* begin Article *

So, now that I've offended or creeped out or disgusted you, dear reader, I'll get to the thoughtful blog post I'm about to write.

I haven't got a haircut in two months. I used to go twice a month, to keep my shit lookin fresh, but I started having severe panic attacks in the barber's chair, so I've put that on hold for a bit. The last time I went I thought I was good to good, I was all happy and shit, until I started thinking about having a panic attack, and then I had a panic attack. It's really fucking embarrassing to have a panic attack like that, which just makes everything worse, not everybody really gets it, and trying to explain to people who don't know firsthand just makes you sound like a pitiful moron, or at least it feels like it. I had to act like I was super hungover and needed to take a break for ten minutes before I could finish my haircut, then I went and sat in my car for half an hour afterward, hating myself and everything around me and feeling like a fuckin twelve year old who just got punched in the stomach and thrown in a trash can and made fun of for not even having lunch money to take.

So, I'm growing my hair out. And, I'm growing my beard out too! I look like shit. More importantly, however, I feel like shit, but that's not new, so fuck it.

When I met my late wife I had a beautiful bowl cut, longish bleached-blonde and Kool-Aided-green hair draped over the shaved sides of my head and tops of my ears like little curtains of punk rock confidence. I was like four feet tall, awkward as fuck, probably smelly, and really fuckin shy. I still remember meeting her that first time, I was wearing a bright yellow shirt and her best friend came over and told me "my friend thinks you're cute." I had no idea how to respond, it was the first day of seventh grade, and one of the cool eighth-graders had just shattered my frame. If you've ever seen that Godsmack CD that's red, I think, with the girl's face on it, that's what she looked like, cool and sexy and intimidating; and I looked like one of the poor kids from The Sandlot that didn't make it on screen because I was too sad. I went over to where she was standing, but obviously I didn't say or do anything. And that's where the memory fades, I don't know exactly what happened next, but by that Friday she told me she was my girlfriend.

We "dated" for two glorious weeks. Then her ex beat me up and they got back together. We spent the next few years meandering in-and-out of each other's lives, and eventually we got married and made babies, also a lot of memories, also mistakes and accomplishments.

I was thinking earlier about how much I hate myself. I think about that a lot, so it's not like I'm extra sad or anything, but I did kinda trip myself out a bit thinking about the thingsI've done in my life, and all the things I still want to do.

* end Article *

## Written problem 1
According to the blog post, why did the writer stop getting haircuts?

* begin Records provided *

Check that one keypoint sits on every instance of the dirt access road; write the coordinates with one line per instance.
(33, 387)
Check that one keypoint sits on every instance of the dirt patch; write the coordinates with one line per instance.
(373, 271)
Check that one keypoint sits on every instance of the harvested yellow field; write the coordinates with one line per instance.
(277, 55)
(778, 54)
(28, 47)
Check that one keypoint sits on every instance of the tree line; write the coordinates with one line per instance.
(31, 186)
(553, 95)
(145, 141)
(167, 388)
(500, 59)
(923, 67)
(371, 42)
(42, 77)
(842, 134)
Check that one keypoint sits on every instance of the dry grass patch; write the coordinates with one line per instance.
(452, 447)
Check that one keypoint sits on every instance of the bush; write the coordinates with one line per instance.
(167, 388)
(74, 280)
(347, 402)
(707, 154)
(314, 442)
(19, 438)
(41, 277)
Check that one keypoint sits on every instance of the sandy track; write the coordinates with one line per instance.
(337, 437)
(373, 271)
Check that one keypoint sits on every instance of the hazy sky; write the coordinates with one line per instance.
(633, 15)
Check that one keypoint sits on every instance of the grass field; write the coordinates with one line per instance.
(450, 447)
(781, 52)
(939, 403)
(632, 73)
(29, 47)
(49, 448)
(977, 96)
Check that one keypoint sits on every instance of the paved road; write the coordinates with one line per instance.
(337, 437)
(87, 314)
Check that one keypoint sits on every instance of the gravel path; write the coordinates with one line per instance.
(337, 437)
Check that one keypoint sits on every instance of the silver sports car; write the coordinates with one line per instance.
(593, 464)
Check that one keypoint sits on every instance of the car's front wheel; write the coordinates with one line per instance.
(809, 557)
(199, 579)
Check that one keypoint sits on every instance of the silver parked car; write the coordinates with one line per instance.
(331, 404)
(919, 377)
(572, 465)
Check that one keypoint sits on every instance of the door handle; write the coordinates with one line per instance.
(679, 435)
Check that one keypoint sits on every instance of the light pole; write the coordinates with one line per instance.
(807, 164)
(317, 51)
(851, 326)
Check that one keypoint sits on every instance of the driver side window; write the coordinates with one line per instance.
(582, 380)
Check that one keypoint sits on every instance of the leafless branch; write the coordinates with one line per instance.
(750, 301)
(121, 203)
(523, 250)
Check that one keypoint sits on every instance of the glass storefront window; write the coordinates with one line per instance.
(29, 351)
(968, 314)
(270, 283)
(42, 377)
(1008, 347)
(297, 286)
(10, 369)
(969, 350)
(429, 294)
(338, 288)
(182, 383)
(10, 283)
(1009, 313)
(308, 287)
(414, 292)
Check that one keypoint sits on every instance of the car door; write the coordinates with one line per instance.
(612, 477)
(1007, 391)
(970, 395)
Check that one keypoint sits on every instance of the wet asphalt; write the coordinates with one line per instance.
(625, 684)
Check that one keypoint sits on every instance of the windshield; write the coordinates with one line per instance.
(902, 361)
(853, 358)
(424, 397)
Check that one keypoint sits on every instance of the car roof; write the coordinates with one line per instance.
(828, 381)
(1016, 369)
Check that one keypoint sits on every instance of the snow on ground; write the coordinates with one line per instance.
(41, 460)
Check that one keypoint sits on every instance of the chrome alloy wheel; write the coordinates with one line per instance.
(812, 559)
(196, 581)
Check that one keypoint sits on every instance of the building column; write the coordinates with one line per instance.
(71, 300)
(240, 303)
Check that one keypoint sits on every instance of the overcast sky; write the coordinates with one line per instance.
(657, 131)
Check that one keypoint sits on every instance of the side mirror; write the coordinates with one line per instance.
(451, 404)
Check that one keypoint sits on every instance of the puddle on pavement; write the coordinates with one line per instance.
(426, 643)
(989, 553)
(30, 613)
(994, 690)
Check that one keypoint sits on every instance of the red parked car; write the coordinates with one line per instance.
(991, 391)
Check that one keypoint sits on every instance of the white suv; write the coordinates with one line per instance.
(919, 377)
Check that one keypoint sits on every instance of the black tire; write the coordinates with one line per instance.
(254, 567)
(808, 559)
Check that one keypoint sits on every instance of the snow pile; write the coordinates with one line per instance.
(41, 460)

* end Records provided *

## Written problem 2
Resize the entries by rewriting every line from the one containing "Check that one keypoint sits on every instance of the driver" through the one containing "(1016, 369)", both included, and keep the instruction lines unchanged. Multiply each coordinate in the answers by 1.7 and round to whole numbers, with halves rounded up.

## Worked solution 1
The writer began having severe panic attacks in the barber's chair and so put haircuts on hold. As a result, the writer is growing out both hair and beard.

## Worked solution 2
Check that one keypoint sits on every instance of the driver side window; write the coordinates with one line per instance.
(989, 646)
Check that one keypoint sits on every instance of the leafless branch; write the coordinates with one line per instance.
(1275, 512)
(206, 345)
(889, 425)
Check that one keypoint sits on every instance of the glass storefront window; write the coordinates with one line per instance.
(49, 597)
(1646, 534)
(459, 481)
(71, 641)
(1714, 590)
(505, 486)
(17, 627)
(1647, 595)
(729, 500)
(575, 490)
(309, 651)
(17, 481)
(1715, 532)
(524, 488)
(704, 496)
Check that one keypoint sits on every instance of the car door; write the coordinates with one line per instance.
(1040, 811)
(1712, 665)
(1649, 672)
Check that one keypoint sits on every instance of the wet asphalt; write the coordinates with one line per instance.
(1063, 1163)
Check that one keypoint sits on every instance of the windshield; write the coordinates with one line per instance.
(1533, 614)
(1450, 609)
(721, 675)
Check that one keypoint sits on every instance of the car roof; write the coordinates with one line per instance.
(1408, 648)
(1727, 627)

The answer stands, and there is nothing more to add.